**Brief**
Extract verbatim the portion of the passage on the Espwa school that opens with the words containing "Frank Irr, a" and closes with "with bright colors.".
:: Given passage ::
Most of the schoolchildren, due to extreme poverty, have never received a present in their lives. But they treat the presents as gifts to be shared: Many students told the Register they were looking forward to going home and sharing their presents with their siblings and friends. Some students shared what they needed, too: One who already had pencils for school would give them to another who had none.

“We want them to know God loves us, and he wants us who follow him to love each other,” Villeux said of the educational philosophy being put into action.

 

An Economic Center

Espwa also provides a strong center of community in the area of Les Cayes. Approximately 1,900 people took shelter in the school and its buildings when Hurricane Matthew struck, and not one life was lost, despite the damage to a number of the buildings.

A number of the buildings are still under repair due to the hurricane, including many in the Boys’ Village, where the roofs were completely ripped off. The Girls’ Village, however, has domed roofs and withstood the hurricane.

Frank Irr, a management consultant at Espwa, said he is working with an engineer to design buildings that are hurricane- and earthquake-resistant. The challenge, he said, is that Haitians are very particular about how their houses look, favoring homes with an A-frame roof and painted with bright colors.
:::
:: Dataset records ::
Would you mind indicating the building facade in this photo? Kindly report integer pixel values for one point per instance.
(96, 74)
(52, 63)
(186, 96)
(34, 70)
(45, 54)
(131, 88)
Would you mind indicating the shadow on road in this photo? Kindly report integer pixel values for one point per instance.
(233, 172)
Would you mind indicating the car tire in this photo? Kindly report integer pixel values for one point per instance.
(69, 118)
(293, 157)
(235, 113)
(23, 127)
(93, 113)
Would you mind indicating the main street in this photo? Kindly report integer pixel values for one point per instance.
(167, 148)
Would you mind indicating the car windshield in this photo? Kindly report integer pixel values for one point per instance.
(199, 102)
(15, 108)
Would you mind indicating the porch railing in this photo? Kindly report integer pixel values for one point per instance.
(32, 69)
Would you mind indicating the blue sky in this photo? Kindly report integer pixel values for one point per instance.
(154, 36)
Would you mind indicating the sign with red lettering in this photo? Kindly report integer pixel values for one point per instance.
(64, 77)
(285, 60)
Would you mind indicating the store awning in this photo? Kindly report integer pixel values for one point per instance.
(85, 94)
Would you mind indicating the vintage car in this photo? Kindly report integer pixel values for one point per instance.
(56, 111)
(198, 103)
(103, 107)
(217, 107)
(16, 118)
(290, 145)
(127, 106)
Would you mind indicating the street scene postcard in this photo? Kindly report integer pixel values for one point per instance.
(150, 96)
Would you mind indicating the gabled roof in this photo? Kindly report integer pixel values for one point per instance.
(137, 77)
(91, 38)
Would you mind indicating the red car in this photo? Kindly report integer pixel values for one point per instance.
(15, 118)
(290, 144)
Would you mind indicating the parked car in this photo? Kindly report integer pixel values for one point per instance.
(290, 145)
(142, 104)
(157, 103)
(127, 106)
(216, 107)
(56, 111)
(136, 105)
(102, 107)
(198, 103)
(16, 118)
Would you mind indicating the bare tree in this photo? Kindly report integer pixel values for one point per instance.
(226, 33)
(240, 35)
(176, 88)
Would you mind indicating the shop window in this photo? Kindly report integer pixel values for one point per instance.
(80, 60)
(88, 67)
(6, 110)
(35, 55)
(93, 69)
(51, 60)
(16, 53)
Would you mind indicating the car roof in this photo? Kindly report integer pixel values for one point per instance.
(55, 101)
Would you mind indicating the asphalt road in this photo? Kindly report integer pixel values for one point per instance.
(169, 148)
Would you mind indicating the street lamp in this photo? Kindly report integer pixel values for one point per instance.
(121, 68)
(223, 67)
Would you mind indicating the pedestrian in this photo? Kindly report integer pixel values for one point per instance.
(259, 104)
:::
**Written answer**
Frank Irr, a management consultant at Espwa, said he is working with an engineer to design buildings that are hurricane- and earthquake-resistant. The challenge, he said, is that Haitians are very particular about how their houses look, favoring homes with an A-frame roof and painted with bright colors.